Governantes conflituosos e desagregadores fazem parte da história política aqui e alhures. Questão de personalidade, coisa de gente a quem apraz criar confusão, cultivar desafetos, afastar possibilidades de afetos. É um jeito, e cada um tem o seu, conforme já pontificava aos 5 anos de idade a pequena Bárbara Kramer a pretexto de reivindicar flexibilidade nas (maçantes?) regras maternas. Coisa dos nascidos para negociar.
Diferentes são as maneiras daqueles vocacionados para o embate permanente, cujo estilo não admite a alteridade. Não reconhecem valor na condição de outro, menosprezam o que é distinto, relegam ao plano das irrelevâncias pessoas e situações das quais discordam e as quais consideram equivocadas. Esse é o tipo desagregador que em geral se dá mal, notadamente na política, uma arte que pressupõe e almeja o encontro se não necessariamente das ideias, mas certamente das soluções.
Crises brasileiras estão cheias desses exemplos. O que foi a negociação da transição democrática? Um caso pronto e acabado de elogio à negociação comandada por agentes moderadores do jaez de Tancredo Neves, Franco Montoro, Ulysses Guimarães e companhia, aí incluído José Sarney, que assumiu no susto a Presidência e levou a transição de maneira incrivelmente bem negociada com uma Assembleia Constituinte na rua e um regime militar ainda nos calcanhares.
A eleição direta que se seguiu à retomada do poder civil levou à Presidência um confrontador. Na figura de Fernando Collor, eleito em clima de guerra contra o inimigo que denominou “marajás” em contraponto à conciliação de Sarney, vista à época como malsã condescendência ao sistema de privilégios.
════
**Objetivo 1**
Reproduza por inteiro os registros, começando pela primeira linha deles e seguindo até a linha com "(16, 423), (99, 433)", ambas incluídas, e acrescente 130 a cada coordenada das caixas delimitadoras que aparecem como resposta, sem mexer no restante. Deixe as imagens de fora.
════
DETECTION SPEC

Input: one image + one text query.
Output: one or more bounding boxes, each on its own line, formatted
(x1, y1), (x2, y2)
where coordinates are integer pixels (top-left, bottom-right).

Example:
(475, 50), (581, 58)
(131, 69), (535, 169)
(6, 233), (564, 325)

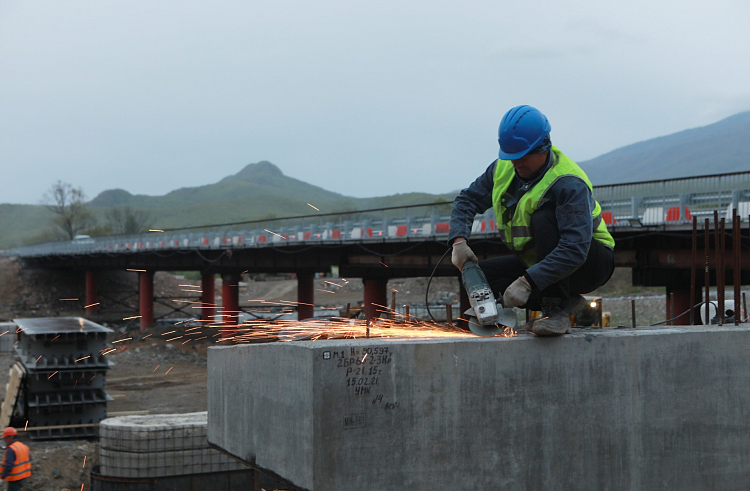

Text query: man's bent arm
(448, 161), (497, 245)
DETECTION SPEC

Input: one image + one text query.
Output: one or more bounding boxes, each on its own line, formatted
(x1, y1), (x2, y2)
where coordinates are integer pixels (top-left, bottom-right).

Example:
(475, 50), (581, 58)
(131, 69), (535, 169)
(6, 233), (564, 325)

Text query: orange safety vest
(2, 441), (31, 481)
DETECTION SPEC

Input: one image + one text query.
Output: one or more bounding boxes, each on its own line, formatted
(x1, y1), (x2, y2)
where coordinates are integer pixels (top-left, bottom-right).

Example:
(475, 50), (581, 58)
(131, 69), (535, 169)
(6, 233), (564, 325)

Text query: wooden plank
(0, 363), (26, 428)
(107, 410), (151, 418)
(16, 423), (99, 433)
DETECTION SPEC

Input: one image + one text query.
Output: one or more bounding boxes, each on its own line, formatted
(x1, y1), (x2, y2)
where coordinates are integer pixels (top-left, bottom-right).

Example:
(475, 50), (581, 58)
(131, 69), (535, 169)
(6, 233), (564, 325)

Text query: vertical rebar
════
**Objetivo 2**
Dê continuidade ao trecho sobre os governantes desagregadores na política brasileira a partir de onde ele termina.

**Resultado 1**
DETECTION SPEC

Input: one image + one text query.
Output: one or more bounding boxes, each on its own line, formatted
(x1, y1), (x2, y2)
where coordinates are integer pixels (top-left, bottom-right).

Example:
(475, 50), (581, 58)
(131, 69), (535, 169)
(6, 233), (564, 325)


Text query: man's bent arm
(578, 291), (627, 375)
DETECTION SPEC

Input: one image + one text query.
Output: one or more bounding boxes, each on its own line, formatted
(x1, y1), (x2, y2)
where coordinates are integer pixels (top-left, bottom-right).

Example:
(475, 50), (581, 58)
(131, 69), (535, 169)
(6, 233), (564, 325)

Text query: orange safety vest
(132, 571), (161, 611)
DETECTION SPEC

Input: one image + one text query.
Output: one or more bounding boxes, each on its own line, formatted
(x1, y1), (x2, y2)
where coordinates are integer pixels (top-left, bottom-right).

Example:
(475, 50), (581, 58)
(131, 69), (535, 169)
(6, 233), (564, 325)

Text query: wooden plank
(130, 493), (156, 558)
(237, 540), (281, 548)
(146, 553), (229, 563)

**Resultado 2**
Collor confrontou-se com os parlamentares, aos quais se referia como “essa gente”. Gente que, na oportunidade criada por protestos da sociedade, o derrubou mediante processo de impeachment motivado por denúncias de corrupção. É consenso hoje que não teria caído se tivesse dado valor à institucionalidade do Congresso como representante legítimo da sociedade.
A esse trauma seguiu-se a eleição de dois conciliadores, com intervalo de ocupação da Presidência pelo adepto do atrito Itamar Franco. A despeito do acerto de ter posto FH no Ministério da Fazenda, Itamar perdeu a parada da escolha do candidato à Presidência. Preferia Antônio Britto àquele que lhe controlava os arroubos de temperamento e viria a ganhar duas eleições em primeiro turno por força da capacidade de bancar a equipe de autores do Plano Real e da habilidade de transitar entre os tradicionalmente contrários.
Dois deles, Antonio Carlos Magalhães e Jader Barbalho, seriam vitimados nos respectivos mandatos justamente pelo espírito de confrontação que a ambos assolava. Jader e ACM caíram, e FH prosseguiu. Aos trancos, pois sentiria as perdas na campanha eleitoral de 2001, que no ano seguinte viria a eleger Luiz Inácio da Silva, em sua quarta tentativa para chegar à Presidência.
Foi sucedido por outro conciliador e ao mesmo tempo um ás na confrontação de palanque. Lula se manteve no poder e dele saiu com grande apoio popular, a despeito dos escândalos de corrupção, em boa parte por causa do jeito de ele agregar companhias e se fazer gostar. Até hoje, mesmo preso, é querido e faz sucesso no meio político. Gente que invocava Lula na maior saudade quando Dilma chegou lá.
Logo de início se estabeleceu a diferença entre criador e criatura, que viria a se expressar de modo explícito no segundo mandato, no qual as péssimas relações de Dilma com o Congresso, a sociedade, a lógica e a linguagem não resistiriam à insatisfação com aquele jeito abrutalhado de ser. A presidente caiu por crime de responsabilidade que provavelmente teria sido mitigado não fosse ela uma desagregadora militante.
O estilo faz o homem e a mulher. Na atual conjuntura temos na Presidência um desagregador cujas maneiras de espalha-brasas acrescentam-se às dos filhos e de uma penca de seguidores que não se dão conta do potencial ruinoso contido na escolha da dinâmica do embate permanente. Acreditam que, assim, vão se dar bem por obra das tropas mais fiéis.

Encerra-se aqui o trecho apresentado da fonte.